ASSIGNED TASK: Please transcribe the data below in full. Omit any picture you find in it.

EXERCISE INPUT:
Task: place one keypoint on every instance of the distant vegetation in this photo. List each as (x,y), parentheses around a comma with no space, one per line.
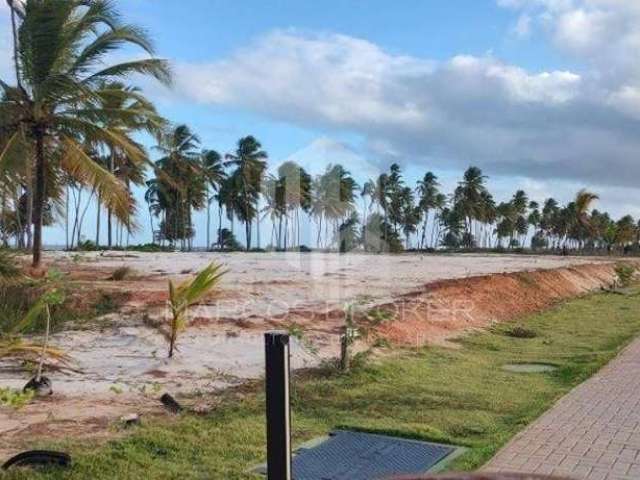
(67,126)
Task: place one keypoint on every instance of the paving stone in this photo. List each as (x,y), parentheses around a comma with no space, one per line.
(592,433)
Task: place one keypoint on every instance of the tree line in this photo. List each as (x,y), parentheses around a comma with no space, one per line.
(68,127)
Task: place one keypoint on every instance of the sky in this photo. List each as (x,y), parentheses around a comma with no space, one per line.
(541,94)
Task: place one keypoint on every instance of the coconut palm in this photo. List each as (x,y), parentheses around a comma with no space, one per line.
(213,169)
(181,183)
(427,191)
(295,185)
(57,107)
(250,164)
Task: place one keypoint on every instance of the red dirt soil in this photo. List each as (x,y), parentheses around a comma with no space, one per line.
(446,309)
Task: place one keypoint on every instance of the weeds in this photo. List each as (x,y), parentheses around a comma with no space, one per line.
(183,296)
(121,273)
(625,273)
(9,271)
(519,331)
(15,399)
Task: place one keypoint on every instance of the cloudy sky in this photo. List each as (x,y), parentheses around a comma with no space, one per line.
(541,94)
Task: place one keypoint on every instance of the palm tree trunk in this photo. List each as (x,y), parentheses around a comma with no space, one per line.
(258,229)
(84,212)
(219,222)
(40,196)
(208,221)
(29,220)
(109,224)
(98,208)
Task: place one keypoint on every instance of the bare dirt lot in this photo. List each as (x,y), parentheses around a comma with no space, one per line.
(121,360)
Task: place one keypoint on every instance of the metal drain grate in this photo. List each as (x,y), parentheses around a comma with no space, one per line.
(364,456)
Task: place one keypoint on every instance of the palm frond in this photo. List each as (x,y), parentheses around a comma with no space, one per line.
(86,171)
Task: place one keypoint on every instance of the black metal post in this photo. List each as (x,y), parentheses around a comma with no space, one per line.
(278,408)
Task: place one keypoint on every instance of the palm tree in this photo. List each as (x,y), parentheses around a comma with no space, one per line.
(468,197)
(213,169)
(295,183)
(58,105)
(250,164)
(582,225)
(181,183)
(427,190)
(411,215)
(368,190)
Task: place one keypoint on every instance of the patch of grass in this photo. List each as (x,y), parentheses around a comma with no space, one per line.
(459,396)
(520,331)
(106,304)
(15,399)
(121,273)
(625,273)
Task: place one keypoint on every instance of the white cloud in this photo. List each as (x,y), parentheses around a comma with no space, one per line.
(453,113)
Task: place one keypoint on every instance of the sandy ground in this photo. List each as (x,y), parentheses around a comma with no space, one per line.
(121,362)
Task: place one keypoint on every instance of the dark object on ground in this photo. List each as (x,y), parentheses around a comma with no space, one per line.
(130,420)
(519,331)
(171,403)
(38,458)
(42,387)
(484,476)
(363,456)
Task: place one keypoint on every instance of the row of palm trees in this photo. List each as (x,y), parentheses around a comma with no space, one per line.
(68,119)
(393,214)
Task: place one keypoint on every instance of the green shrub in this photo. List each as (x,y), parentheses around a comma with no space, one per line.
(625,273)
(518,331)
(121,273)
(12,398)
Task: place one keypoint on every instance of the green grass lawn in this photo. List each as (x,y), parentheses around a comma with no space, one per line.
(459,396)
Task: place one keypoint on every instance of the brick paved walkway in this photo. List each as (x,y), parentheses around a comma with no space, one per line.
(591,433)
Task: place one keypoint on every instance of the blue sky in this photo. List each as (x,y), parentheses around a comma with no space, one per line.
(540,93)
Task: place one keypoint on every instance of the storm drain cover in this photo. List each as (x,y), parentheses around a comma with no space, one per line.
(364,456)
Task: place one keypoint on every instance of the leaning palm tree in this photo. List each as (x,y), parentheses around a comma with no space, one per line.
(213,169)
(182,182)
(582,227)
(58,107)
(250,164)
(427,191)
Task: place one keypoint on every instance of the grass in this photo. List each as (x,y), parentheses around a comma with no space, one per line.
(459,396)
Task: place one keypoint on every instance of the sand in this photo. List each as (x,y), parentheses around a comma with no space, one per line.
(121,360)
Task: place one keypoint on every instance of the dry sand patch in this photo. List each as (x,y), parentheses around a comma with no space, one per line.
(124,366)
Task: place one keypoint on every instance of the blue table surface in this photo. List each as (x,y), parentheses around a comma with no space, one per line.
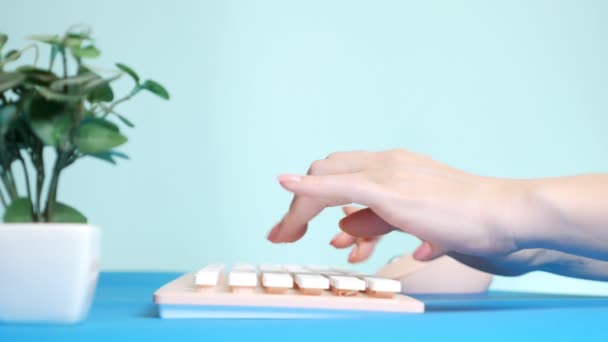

YOUR RESPONSE:
Task: place one keypoint on every instance of the distant vegetation in this photo. List each as (x,y), parentheses around a comma with no space, one per line.
(67,126)
Task: place one keypoint on every instance of the paving stone in this photo. List each as (x,y), parentheses around a comma with no space, one per line.
(592,433)
Task: place one keypoint on every instance of the tree line in this photo. List each as (x,y), parentheses around a comma with no space, one per line.
(68,127)
Task: place one keypoint on every instance of the sky in this photo. List each as (x,y), parentheses around a comma with no space, one per line.
(541,94)
Task: place one keypoint on every instance of the coconut palm in this photo. List each as (x,y), parentheses around a comma with no space, one per line.
(213,169)
(181,183)
(427,191)
(295,185)
(57,107)
(250,164)
Task: place one keypoint on every instance of the red dirt soil in this photo. List each as (x,y), parentheses around a comma with no space, one per line.
(446,309)
Task: place one keypoint on every instance of the weeds in this photo. List each as (x,y), parentheses around a comma with no space, one per line.
(183,296)
(121,273)
(625,273)
(9,271)
(519,331)
(15,399)
Task: place one keypoint on every instance of the cloudy sky in this photo. List each as (x,y), parentheses around a comma with no space, one per line.
(541,94)
Task: place one keypoint on every instance of the palm tree trunk in this photo. List each as (x,y), parentheses around a comma with no space, one per line.
(258,229)
(84,212)
(219,222)
(40,196)
(208,221)
(29,220)
(109,224)
(98,208)
Task: place one keypoint on every instance of the bare dirt lot in this photo. List each as (x,y), parentheses around a comma with no space, one per line.
(121,360)
Task: place one keypoint on every instance of the metal drain grate in this photo. List each as (x,y), parentheses around a comma with no space, one per line.
(364,456)
Task: place one keypoint on every instance of the palm frond in this photo. List each as (x,y), parentheses around a comma with no space, one per line.
(86,171)
Task: place one keypoint on every instance of the black metal post in this photo. List each as (x,y), parentheses around a comma with no space, one per line.
(278,408)
Task: place one keypoint on every instance of the palm tree in this photo. List each as (x,y), parentheses around a comma with no space, one per line.
(468,197)
(213,169)
(295,183)
(58,105)
(250,164)
(582,225)
(181,183)
(427,190)
(411,215)
(368,190)
Task: place one keypoint on every instance of the patch of grass in this photo. List each as (x,y), parentheses around a comma with no space, one per line.
(459,396)
(520,331)
(106,304)
(15,399)
(121,273)
(625,273)
Task: place one keypoint on every instance of the white cloud in this photo. List each as (x,y), parentheses around a comma with no space, one per line.
(453,113)
Task: place one keypoint on every instance of the sandy ground in this photo. List each as (x,y), parentheses around a comma with no space, one per line.
(121,362)
Task: place one keypoint on every instance of the dark object on ground in this photo. List each as (x,y), parentheses around a comma with no space, one per line.
(130,420)
(519,331)
(171,403)
(38,458)
(42,387)
(484,476)
(363,456)
Task: place one keypoint on every instance of the row of palm trees in this photo. List each as (x,y), parentheses around a comma with no space, one per line.
(68,119)
(393,214)
Task: place one keypoint on every instance of the green shrub in this photo. List each as (x,y), parentheses around a comma with no space, one per line.
(625,273)
(518,331)
(121,273)
(12,398)
Task: place one keypoint on every instance of the green grass lawn in this photo. List each as (x,y), parentheses around a comma with no space, one per line.
(459,396)
Task: place one keypoint on every instance of the brick paved walkway in this photo. List each as (x,y), parentheses around a comma with no space, one per line.
(591,433)
Task: place one keypoint on every instance of the blue sky in this photo. List each as (x,y), parentheses around a comma with no space, one per line.
(540,93)
Task: place one keypoint on every instance of the storm drain cover in this photo. List each as (x,y), parentheses around a comma with no space, one per line.
(364,456)
Task: place one keypoint on every instance of the leaning palm tree in this photo. List each as (x,y), parentheses around a comma with no space, one per line.
(213,169)
(182,182)
(582,227)
(58,107)
(250,164)
(427,191)
Task: place one keypoint on every instance of the grass in this photo. List each as (x,y), parentheses around a comma with no space, one per line.
(459,396)
Task: place one keypoint on every instance of the sand in this photo. List each as (x,y), parentheses around a comma with no space, one per line.
(121,360)
Task: place one keypoint on every instance of the dry sand patch in this photo. List each as (x,y), parentheses around a comma with no space, one per line.
(124,366)
Task: place one keypoint on every instance of the blue table surface in this photo. List each as (x,y), parentheses around a comma with no space, one per line.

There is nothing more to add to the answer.